(DATA TO PROCESS)
⟨
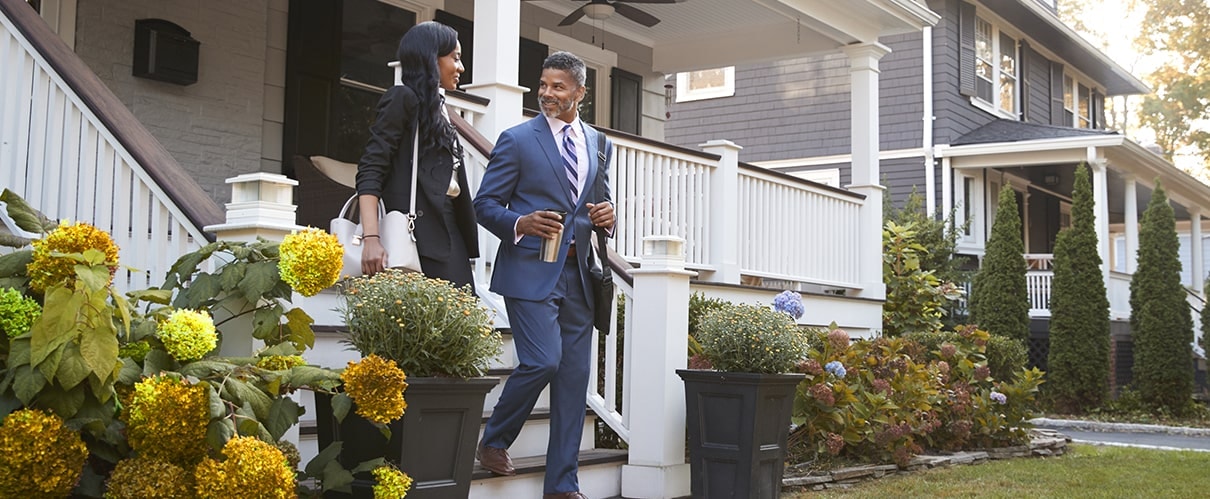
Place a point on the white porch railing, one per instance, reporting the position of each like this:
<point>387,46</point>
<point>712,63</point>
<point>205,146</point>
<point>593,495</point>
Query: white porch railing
<point>65,161</point>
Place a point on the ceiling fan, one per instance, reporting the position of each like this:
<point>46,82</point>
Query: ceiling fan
<point>604,9</point>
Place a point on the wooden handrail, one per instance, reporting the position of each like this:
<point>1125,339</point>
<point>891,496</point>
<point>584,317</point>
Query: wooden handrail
<point>116,118</point>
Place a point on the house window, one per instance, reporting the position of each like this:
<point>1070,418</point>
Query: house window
<point>1077,102</point>
<point>996,68</point>
<point>707,84</point>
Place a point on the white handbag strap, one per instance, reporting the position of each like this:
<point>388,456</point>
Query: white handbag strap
<point>415,168</point>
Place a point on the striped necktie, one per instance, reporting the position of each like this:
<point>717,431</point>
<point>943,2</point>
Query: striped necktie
<point>570,162</point>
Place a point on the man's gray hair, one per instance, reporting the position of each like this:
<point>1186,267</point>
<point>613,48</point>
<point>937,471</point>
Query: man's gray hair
<point>566,62</point>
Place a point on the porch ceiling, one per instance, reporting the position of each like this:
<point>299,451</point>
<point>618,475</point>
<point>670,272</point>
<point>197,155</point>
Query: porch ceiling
<point>1123,158</point>
<point>702,34</point>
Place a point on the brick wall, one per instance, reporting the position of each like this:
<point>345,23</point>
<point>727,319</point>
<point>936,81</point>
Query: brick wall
<point>215,126</point>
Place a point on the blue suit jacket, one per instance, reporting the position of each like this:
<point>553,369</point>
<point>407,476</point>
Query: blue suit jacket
<point>525,175</point>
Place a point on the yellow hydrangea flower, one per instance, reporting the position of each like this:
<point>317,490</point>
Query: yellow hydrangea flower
<point>39,457</point>
<point>166,419</point>
<point>188,334</point>
<point>46,270</point>
<point>390,483</point>
<point>310,261</point>
<point>252,469</point>
<point>148,479</point>
<point>376,386</point>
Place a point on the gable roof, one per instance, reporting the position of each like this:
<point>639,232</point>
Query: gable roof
<point>1002,130</point>
<point>1043,26</point>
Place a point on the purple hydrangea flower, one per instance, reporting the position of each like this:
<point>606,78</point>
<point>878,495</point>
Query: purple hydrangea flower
<point>836,368</point>
<point>789,303</point>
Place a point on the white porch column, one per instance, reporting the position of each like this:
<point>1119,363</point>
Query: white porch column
<point>1100,212</point>
<point>1197,270</point>
<point>863,62</point>
<point>725,212</point>
<point>497,40</point>
<point>1131,217</point>
<point>656,466</point>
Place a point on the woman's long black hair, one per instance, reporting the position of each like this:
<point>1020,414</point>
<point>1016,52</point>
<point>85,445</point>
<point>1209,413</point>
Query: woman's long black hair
<point>418,55</point>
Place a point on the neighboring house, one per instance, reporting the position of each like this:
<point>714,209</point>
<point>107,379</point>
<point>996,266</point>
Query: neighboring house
<point>1000,92</point>
<point>137,114</point>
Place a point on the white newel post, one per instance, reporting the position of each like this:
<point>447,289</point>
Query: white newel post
<point>863,59</point>
<point>1131,218</point>
<point>724,212</point>
<point>497,32</point>
<point>261,206</point>
<point>656,466</point>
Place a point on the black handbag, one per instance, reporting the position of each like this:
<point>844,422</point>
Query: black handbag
<point>600,273</point>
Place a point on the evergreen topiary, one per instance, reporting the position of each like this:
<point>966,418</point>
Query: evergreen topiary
<point>1000,303</point>
<point>1078,361</point>
<point>1160,325</point>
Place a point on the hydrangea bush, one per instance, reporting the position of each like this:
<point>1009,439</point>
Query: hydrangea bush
<point>139,377</point>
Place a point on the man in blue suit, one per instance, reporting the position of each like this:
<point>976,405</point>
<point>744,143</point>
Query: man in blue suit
<point>539,168</point>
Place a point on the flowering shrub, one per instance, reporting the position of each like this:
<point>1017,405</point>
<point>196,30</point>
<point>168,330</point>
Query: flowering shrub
<point>426,326</point>
<point>750,339</point>
<point>17,313</point>
<point>789,303</point>
<point>188,334</point>
<point>888,399</point>
<point>251,469</point>
<point>148,479</point>
<point>166,420</point>
<point>49,269</point>
<point>39,457</point>
<point>391,483</point>
<point>310,261</point>
<point>376,385</point>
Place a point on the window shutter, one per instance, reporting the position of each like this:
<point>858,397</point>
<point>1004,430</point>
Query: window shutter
<point>966,49</point>
<point>1023,76</point>
<point>1056,109</point>
<point>1098,113</point>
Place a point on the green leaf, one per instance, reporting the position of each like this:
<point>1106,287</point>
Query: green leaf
<point>219,431</point>
<point>57,325</point>
<point>282,416</point>
<point>24,216</point>
<point>65,403</point>
<point>317,464</point>
<point>242,393</point>
<point>298,326</point>
<point>259,279</point>
<point>130,373</point>
<point>157,361</point>
<point>27,384</point>
<point>13,264</point>
<point>98,346</point>
<point>335,477</point>
<point>340,406</point>
<point>73,368</point>
<point>218,409</point>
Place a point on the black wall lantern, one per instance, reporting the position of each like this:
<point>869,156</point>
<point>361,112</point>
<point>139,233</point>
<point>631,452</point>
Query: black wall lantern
<point>165,51</point>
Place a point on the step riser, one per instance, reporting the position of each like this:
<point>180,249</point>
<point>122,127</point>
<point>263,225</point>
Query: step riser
<point>595,481</point>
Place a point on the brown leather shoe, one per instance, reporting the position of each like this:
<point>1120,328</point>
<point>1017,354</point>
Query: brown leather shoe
<point>496,460</point>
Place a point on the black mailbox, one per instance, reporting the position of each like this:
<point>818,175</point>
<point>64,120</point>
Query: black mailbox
<point>165,51</point>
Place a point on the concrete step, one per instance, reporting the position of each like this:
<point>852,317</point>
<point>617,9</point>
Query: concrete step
<point>600,476</point>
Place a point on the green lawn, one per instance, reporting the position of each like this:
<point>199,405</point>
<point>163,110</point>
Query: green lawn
<point>1085,471</point>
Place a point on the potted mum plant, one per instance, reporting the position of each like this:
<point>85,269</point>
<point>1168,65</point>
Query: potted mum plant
<point>442,337</point>
<point>738,407</point>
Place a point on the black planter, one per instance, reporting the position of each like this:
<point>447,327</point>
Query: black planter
<point>737,429</point>
<point>433,442</point>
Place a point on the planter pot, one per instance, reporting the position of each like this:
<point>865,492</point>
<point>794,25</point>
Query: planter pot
<point>737,429</point>
<point>433,442</point>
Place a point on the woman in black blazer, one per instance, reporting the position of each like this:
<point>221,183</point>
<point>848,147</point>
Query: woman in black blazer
<point>447,235</point>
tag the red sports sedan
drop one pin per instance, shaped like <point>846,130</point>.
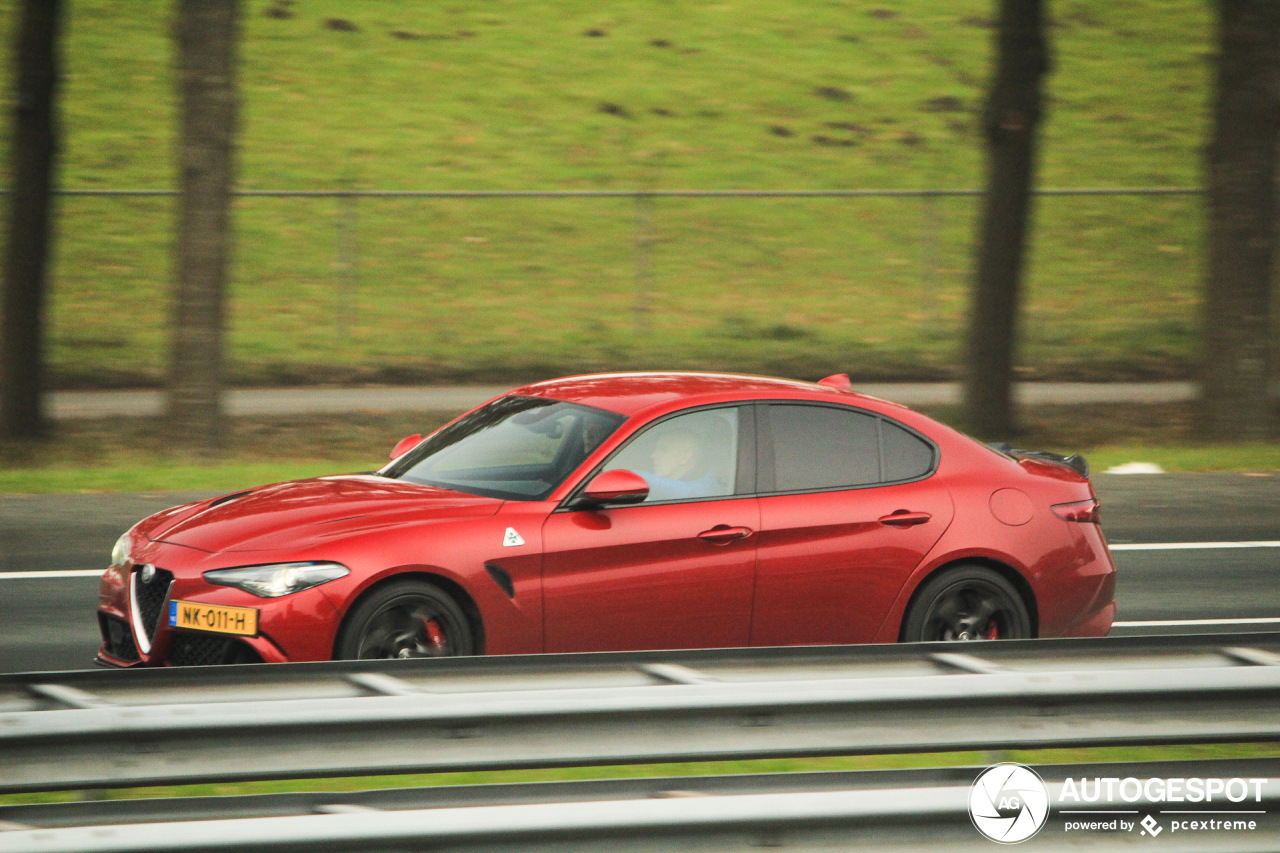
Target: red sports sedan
<point>626,511</point>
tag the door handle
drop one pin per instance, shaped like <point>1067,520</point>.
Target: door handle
<point>904,519</point>
<point>723,534</point>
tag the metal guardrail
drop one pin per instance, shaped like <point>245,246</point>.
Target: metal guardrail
<point>897,810</point>
<point>96,729</point>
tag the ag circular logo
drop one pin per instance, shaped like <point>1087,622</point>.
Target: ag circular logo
<point>1009,803</point>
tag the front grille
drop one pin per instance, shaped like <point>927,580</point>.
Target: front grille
<point>118,638</point>
<point>202,649</point>
<point>149,598</point>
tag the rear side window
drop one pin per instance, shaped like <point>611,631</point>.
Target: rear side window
<point>906,455</point>
<point>818,447</point>
<point>824,447</point>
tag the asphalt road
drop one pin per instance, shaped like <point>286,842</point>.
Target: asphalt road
<point>48,623</point>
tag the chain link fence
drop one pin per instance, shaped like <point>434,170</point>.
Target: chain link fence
<point>480,282</point>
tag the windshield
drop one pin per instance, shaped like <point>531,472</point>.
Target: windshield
<point>517,448</point>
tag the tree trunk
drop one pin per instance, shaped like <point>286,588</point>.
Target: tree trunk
<point>1010,118</point>
<point>35,147</point>
<point>206,35</point>
<point>1237,351</point>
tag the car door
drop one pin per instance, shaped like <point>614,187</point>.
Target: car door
<point>673,571</point>
<point>848,510</point>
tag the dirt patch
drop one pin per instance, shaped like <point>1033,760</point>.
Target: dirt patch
<point>833,94</point>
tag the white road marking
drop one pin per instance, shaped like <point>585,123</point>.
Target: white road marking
<point>1174,623</point>
<point>40,575</point>
<point>1193,546</point>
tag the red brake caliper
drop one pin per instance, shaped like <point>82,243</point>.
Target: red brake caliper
<point>434,633</point>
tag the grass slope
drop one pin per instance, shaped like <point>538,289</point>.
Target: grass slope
<point>656,94</point>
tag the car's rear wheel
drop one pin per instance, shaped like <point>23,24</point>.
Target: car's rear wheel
<point>403,620</point>
<point>967,603</point>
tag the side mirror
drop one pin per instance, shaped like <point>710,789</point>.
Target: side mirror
<point>616,487</point>
<point>405,446</point>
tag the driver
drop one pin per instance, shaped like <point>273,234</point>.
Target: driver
<point>673,469</point>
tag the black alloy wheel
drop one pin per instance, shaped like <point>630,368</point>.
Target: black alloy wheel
<point>403,620</point>
<point>967,603</point>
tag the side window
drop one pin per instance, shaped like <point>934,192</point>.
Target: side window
<point>906,456</point>
<point>684,457</point>
<point>821,447</point>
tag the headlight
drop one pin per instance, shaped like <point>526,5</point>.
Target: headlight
<point>278,579</point>
<point>120,552</point>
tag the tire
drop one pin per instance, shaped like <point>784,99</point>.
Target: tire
<point>405,619</point>
<point>967,603</point>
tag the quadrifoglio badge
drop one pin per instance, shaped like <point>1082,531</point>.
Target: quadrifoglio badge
<point>1010,803</point>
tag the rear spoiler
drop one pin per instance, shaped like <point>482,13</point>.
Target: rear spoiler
<point>1075,461</point>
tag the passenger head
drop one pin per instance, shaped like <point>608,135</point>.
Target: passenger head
<point>675,455</point>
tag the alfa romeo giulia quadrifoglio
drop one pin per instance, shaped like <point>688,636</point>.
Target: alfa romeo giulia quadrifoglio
<point>626,511</point>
⟩
Write out the lines above, starting at the line that contains "Place a point on the striped" and ending at the line that contains "<point>566,62</point>", with both of those lines included.

(ANSWER TO THIS TASK)
Place a point on the striped necktie, one per instance, reporting the position of each like this:
<point>717,431</point>
<point>943,2</point>
Query: striped necktie
<point>570,162</point>
Place a point on the man's gray hair, one per instance, reporting the position of each like this:
<point>1186,267</point>
<point>613,48</point>
<point>937,471</point>
Query: man's gray hair
<point>566,62</point>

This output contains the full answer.